BEGIN
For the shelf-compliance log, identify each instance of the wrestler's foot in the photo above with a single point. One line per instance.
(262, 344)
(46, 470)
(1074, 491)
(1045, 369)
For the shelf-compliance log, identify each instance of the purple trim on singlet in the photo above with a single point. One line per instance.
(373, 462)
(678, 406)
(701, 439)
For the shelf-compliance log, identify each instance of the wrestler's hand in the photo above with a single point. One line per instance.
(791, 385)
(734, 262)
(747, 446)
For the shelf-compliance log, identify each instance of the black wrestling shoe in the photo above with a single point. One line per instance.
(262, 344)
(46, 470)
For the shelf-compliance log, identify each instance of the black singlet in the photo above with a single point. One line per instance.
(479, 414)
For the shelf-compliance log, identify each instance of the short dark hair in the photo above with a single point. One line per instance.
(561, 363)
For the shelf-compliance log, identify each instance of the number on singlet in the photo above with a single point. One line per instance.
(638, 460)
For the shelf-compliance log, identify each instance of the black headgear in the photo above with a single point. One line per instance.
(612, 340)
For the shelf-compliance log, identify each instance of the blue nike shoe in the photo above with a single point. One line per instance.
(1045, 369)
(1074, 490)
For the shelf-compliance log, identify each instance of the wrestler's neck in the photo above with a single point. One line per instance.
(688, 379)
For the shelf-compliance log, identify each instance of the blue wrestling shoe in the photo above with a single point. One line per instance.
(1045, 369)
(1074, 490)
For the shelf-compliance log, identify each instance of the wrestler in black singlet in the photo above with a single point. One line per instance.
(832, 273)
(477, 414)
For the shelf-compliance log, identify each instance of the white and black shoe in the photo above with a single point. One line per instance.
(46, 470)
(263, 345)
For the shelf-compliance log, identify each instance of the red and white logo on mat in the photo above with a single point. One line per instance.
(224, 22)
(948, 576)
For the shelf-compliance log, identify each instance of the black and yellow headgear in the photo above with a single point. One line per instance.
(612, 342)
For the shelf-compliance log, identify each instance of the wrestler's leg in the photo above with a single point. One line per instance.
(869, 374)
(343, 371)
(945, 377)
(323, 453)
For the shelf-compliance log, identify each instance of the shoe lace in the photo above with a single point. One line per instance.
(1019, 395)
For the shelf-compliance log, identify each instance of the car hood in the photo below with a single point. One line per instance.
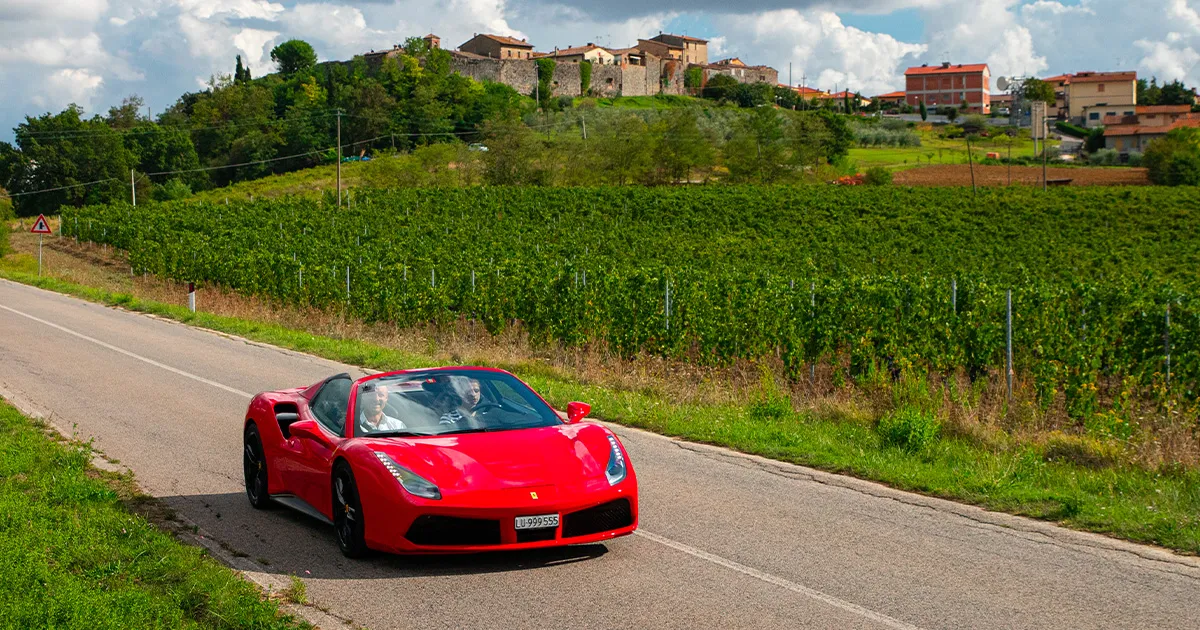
(508, 466)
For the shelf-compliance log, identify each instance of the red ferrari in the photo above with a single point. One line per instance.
(437, 461)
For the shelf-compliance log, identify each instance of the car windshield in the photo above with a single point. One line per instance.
(442, 402)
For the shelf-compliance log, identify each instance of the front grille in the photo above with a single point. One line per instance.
(604, 517)
(537, 535)
(443, 531)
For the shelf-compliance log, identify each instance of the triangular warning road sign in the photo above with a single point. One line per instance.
(41, 226)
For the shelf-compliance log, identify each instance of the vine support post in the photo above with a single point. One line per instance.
(813, 315)
(1008, 341)
(1167, 343)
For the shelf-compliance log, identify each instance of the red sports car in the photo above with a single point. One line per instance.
(436, 461)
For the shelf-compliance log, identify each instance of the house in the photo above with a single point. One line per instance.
(891, 99)
(497, 47)
(1137, 137)
(839, 99)
(949, 84)
(1086, 90)
(1101, 115)
(679, 47)
(591, 52)
(743, 73)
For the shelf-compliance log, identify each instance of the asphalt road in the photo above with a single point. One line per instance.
(726, 540)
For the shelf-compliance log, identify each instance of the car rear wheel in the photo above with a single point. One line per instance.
(253, 463)
(348, 514)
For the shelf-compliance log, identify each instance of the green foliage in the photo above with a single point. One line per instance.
(49, 156)
(1038, 90)
(545, 79)
(75, 557)
(909, 429)
(293, 57)
(1174, 160)
(585, 77)
(1095, 141)
(1074, 131)
(877, 177)
(1073, 258)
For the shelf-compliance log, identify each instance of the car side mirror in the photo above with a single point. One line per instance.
(309, 430)
(576, 412)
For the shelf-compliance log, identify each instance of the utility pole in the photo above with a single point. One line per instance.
(339, 157)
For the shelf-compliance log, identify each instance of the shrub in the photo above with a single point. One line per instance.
(1174, 160)
(877, 177)
(909, 429)
(1105, 157)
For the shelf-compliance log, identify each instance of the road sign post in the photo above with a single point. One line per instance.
(41, 227)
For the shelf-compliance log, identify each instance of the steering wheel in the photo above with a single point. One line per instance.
(484, 406)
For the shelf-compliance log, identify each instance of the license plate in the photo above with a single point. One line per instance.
(537, 522)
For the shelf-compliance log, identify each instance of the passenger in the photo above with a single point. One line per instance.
(372, 419)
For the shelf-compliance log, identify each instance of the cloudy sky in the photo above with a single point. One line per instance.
(96, 52)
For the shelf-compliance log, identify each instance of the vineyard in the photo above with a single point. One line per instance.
(1103, 282)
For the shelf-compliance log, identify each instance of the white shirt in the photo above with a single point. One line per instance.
(385, 424)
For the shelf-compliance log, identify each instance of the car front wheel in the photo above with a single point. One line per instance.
(348, 514)
(253, 465)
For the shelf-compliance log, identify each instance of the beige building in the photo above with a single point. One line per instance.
(1089, 90)
(497, 47)
(678, 47)
(591, 52)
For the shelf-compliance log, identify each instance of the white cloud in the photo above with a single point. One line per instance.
(821, 47)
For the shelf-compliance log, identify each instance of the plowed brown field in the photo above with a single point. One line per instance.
(960, 175)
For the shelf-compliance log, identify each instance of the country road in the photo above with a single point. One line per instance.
(725, 541)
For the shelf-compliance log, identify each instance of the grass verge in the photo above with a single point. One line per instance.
(1057, 481)
(72, 555)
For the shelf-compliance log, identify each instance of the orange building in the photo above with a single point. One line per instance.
(949, 85)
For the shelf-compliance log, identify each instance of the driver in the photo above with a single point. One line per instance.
(372, 417)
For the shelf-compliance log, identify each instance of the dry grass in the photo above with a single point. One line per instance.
(978, 411)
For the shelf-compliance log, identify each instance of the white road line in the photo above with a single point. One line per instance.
(880, 618)
(679, 546)
(132, 355)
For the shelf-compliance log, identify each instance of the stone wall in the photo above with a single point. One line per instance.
(521, 75)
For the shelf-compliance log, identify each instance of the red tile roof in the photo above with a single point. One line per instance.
(1101, 77)
(1164, 109)
(953, 70)
(508, 41)
(1152, 130)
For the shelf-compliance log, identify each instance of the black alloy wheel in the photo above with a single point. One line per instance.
(253, 465)
(348, 514)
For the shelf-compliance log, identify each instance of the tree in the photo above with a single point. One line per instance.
(720, 87)
(1175, 93)
(1039, 90)
(1174, 160)
(87, 162)
(293, 57)
(757, 151)
(682, 147)
(585, 77)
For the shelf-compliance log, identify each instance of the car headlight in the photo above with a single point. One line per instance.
(413, 483)
(617, 469)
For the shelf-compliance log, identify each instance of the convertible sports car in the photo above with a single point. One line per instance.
(437, 461)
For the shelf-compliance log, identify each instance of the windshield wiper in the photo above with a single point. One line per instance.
(397, 435)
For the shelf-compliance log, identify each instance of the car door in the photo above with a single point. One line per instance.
(313, 457)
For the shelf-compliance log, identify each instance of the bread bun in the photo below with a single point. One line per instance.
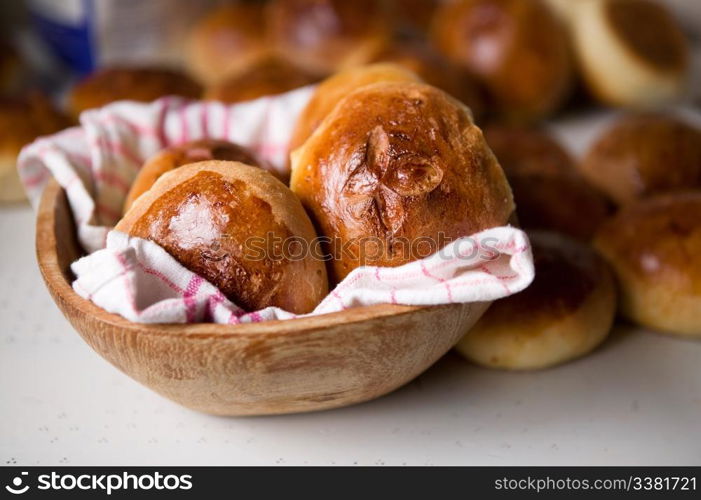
(526, 151)
(631, 52)
(233, 224)
(177, 156)
(133, 84)
(640, 155)
(654, 247)
(433, 69)
(395, 164)
(336, 87)
(413, 16)
(548, 191)
(267, 76)
(226, 41)
(23, 119)
(565, 313)
(11, 70)
(325, 36)
(518, 48)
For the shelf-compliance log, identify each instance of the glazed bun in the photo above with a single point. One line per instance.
(336, 87)
(565, 313)
(227, 41)
(394, 164)
(413, 16)
(23, 119)
(519, 49)
(183, 154)
(325, 36)
(528, 151)
(654, 247)
(631, 52)
(640, 155)
(435, 70)
(548, 191)
(12, 71)
(209, 215)
(269, 76)
(133, 84)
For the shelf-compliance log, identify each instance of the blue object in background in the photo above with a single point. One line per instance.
(69, 37)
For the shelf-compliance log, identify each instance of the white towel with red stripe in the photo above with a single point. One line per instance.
(137, 279)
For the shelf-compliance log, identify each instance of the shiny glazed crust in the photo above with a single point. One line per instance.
(177, 156)
(394, 163)
(233, 225)
(654, 247)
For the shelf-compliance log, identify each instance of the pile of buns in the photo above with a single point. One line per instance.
(382, 158)
(387, 150)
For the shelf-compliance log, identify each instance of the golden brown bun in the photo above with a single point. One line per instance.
(218, 218)
(228, 40)
(642, 155)
(518, 48)
(548, 190)
(392, 163)
(631, 52)
(435, 70)
(526, 151)
(23, 119)
(336, 87)
(565, 313)
(654, 247)
(562, 203)
(268, 76)
(134, 84)
(325, 36)
(177, 156)
(11, 69)
(413, 15)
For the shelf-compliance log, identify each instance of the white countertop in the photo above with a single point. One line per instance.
(635, 401)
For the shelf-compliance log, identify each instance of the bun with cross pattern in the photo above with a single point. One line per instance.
(395, 164)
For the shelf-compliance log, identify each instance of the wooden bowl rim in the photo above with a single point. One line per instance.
(47, 257)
END
YOUR GOAL
The expected output is the run of lines from the one that includes "of the golden" through the end of the listing above, exactly as they stand.

ANSWER BELOW
For the shelf-compliance log, identify each instance of the golden brown bun in the photo above with a single point. One line per instance.
(218, 218)
(228, 40)
(642, 155)
(518, 48)
(548, 190)
(392, 163)
(631, 52)
(435, 70)
(526, 151)
(23, 119)
(336, 87)
(565, 313)
(654, 247)
(562, 203)
(268, 76)
(134, 84)
(325, 36)
(177, 156)
(11, 69)
(413, 15)
For the shelf-compliance log, identify each instance of the white countertop in the photo above with a single point. One line per instance.
(635, 401)
For the shelf-compliance log, identify each instance of the bun with cross pattern in the photo above with a single point. One line per instance.
(395, 164)
For the shelf-compliance log, identify each instance of the wooden bowl rim in the photo above with a single point. One line per instance.
(47, 257)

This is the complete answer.